- SET TASK -
Convert every line of the items below into a Markdown table with the columns "Row" and "Line," numbering the rows in order and skipping blank lines. Leave the pictures out of the table.

====================

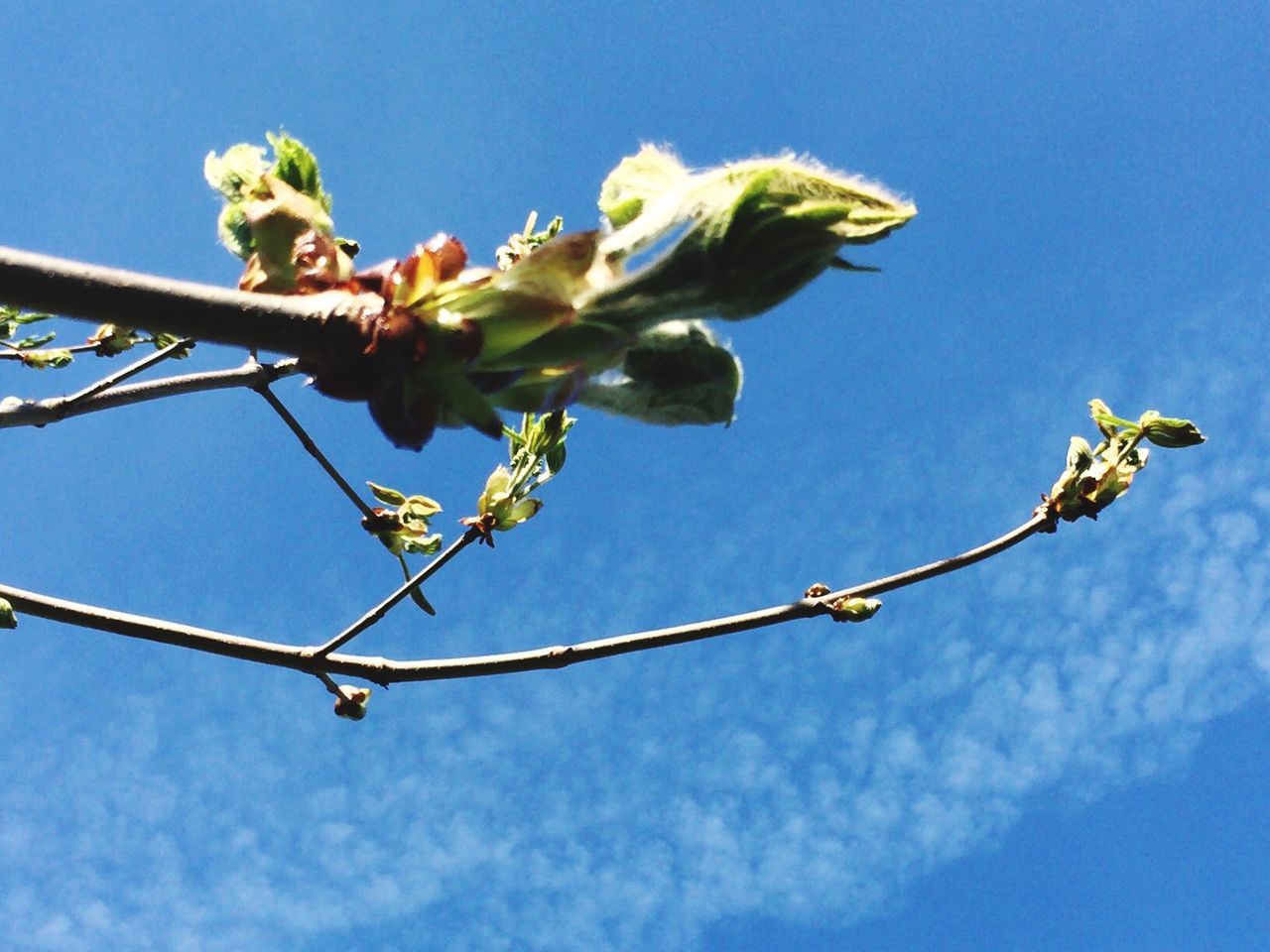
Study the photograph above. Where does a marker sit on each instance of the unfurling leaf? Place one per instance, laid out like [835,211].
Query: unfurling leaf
[1170,431]
[352,703]
[853,610]
[676,373]
[389,497]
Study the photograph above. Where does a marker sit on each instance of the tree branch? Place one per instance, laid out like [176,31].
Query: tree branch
[382,670]
[281,324]
[313,448]
[40,413]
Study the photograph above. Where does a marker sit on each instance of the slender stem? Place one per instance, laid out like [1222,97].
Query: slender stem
[308,443]
[382,670]
[376,613]
[132,370]
[333,687]
[40,413]
[17,353]
[290,325]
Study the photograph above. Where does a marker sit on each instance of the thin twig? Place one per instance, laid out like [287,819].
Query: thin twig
[333,687]
[132,370]
[312,447]
[13,352]
[382,670]
[40,413]
[376,613]
[282,324]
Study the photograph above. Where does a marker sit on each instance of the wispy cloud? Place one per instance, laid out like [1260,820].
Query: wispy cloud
[631,803]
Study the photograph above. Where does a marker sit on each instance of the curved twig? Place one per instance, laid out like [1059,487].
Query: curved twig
[40,413]
[382,670]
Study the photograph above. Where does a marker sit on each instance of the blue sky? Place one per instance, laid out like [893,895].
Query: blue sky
[1058,749]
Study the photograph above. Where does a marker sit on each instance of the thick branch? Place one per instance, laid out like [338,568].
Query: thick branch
[385,671]
[287,325]
[40,413]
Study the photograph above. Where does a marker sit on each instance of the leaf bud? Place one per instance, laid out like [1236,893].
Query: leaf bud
[350,705]
[1169,431]
[853,610]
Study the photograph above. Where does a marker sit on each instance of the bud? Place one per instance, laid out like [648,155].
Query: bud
[499,509]
[853,610]
[1167,431]
[676,373]
[1080,456]
[111,339]
[350,705]
[756,231]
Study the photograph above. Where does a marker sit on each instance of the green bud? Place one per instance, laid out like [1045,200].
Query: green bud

====================

- EXERCISE RESPONSE -
| Row | Line |
|---|---|
| 1 | Study the photograph above. Where does a marker sit on each instance of the unfurling leaf? Place one per instance, laid out like [835,211]. |
| 2 | Query: unfurling leaf |
| 3 | [1170,431] |
| 4 | [352,703] |
| 5 | [853,610] |
| 6 | [676,373] |
| 7 | [389,497] |
| 8 | Study the photograph above. Where does a marker sit on each instance of the tree branch? Place one per instance, laid out like [176,31]. |
| 9 | Query: tree branch |
| 10 | [382,670] |
| 11 | [281,324] |
| 12 | [313,448] |
| 13 | [40,413] |
| 14 | Study the photograph above. Where does a marker sit on each instance of the slender stem? Place one per instance, laid out like [1222,97]. |
| 15 | Query: slender stem |
| 16 | [308,443] |
| 17 | [382,670] |
| 18 | [376,613] |
| 19 | [132,370] |
| 20 | [333,687] |
| 21 | [40,413] |
| 22 | [17,353] |
| 23 | [290,325] |
| 24 | Study the photograph above. Where does a marker sit on each instance of the thin twig? Place one per instance, laid out like [287,819]. |
| 25 | Query: thin twig |
| 26 | [333,687] |
| 27 | [132,370] |
| 28 | [312,447] |
| 29 | [13,352] |
| 30 | [382,670] |
| 31 | [40,413] |
| 32 | [376,613] |
| 33 | [282,324] |
| 34 | Study the photograph above. Where does a marker sit on each instance of the wispy cloud? Place one per instance, laid out like [1260,820]. |
| 35 | Query: wispy cloud |
| 36 | [631,803] |
| 37 | Study the photograph above. Where does a marker sit on each instance of the curved twig? Place one per instance, laid out like [1059,487]. |
| 38 | Query: curved twig |
| 39 | [40,413] |
| 40 | [382,670] |
| 41 | Study the photograph above. Where does a marker sit on each instance of the blue sky? Place one per instance, laid out like [893,895]. |
| 42 | Query: blue sky |
| 43 | [1058,749] |
| 44 | Study the photograph above. Where does a marker sit on each instance of the thick branch? Place one per instance, laid out like [338,568]. |
| 45 | Query: thick branch |
| 46 | [385,671] |
| 47 | [287,325] |
| 48 | [40,413] |
| 49 | Study the photograph above. Where does a marker sit on each instance of the leaf bud? Place one per instance, laid out like [1236,893]. |
| 50 | Query: leaf bud |
| 51 | [350,705] |
| 52 | [1169,431] |
| 53 | [853,610] |
| 54 | Study the photograph above. Where does a marker sit on each instance of the bud? Place one per instance, laid out like [648,155]. |
| 55 | Query: bud |
| 56 | [499,509] |
| 57 | [853,610] |
| 58 | [1167,431] |
| 59 | [676,373] |
| 60 | [1080,456] |
| 61 | [111,339] |
| 62 | [350,705] |
| 63 | [756,231] |
| 64 | Study the photograph above. Where does a marker sit on each instance of the green bud? Place one per instance, laid out like [1045,200]. |
| 65 | Query: green bud |